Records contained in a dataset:
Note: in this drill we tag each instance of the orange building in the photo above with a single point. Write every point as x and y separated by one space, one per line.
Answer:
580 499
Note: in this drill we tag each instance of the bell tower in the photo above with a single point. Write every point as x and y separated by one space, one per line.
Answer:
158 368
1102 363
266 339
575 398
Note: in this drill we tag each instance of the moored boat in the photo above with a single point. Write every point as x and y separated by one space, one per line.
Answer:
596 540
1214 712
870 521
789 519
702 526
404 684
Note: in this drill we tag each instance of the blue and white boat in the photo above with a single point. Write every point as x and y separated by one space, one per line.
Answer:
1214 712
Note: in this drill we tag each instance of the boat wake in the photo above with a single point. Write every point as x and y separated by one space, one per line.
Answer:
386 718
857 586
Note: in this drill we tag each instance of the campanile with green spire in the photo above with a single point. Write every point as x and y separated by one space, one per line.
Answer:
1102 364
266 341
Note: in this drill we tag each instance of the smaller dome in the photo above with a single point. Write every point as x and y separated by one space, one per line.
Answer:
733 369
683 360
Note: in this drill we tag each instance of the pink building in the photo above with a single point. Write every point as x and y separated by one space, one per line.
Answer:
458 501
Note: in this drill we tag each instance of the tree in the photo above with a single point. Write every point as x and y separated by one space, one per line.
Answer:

* * *

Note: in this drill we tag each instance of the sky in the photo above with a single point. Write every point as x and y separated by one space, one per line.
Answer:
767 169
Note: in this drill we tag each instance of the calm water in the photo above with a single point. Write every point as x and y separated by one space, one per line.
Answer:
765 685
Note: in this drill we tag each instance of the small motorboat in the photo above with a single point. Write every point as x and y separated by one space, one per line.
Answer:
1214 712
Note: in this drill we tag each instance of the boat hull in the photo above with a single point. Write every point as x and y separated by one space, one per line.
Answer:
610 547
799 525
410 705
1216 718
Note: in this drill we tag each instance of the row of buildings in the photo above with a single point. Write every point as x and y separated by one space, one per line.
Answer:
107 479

* [THE PROBLEM] Reproduce, character for character, only the lines of the preceding data that start at the line with "Note: in this drill we tag each instance of the bell" and end at the line with "Note: in this drill we tag each instance of the moored", both included.

* [RESULT BELOW]
Note: in this drill we tag each instance of the bell tower in the photo above with a single point. Write every point as x and y separated by one space, one per line.
Answer:
158 368
1102 363
266 339
575 398
Note: in this drill we tag each instance of the moored boat in the photo above with a single point. Write every point as x and y separated by one space, one per line.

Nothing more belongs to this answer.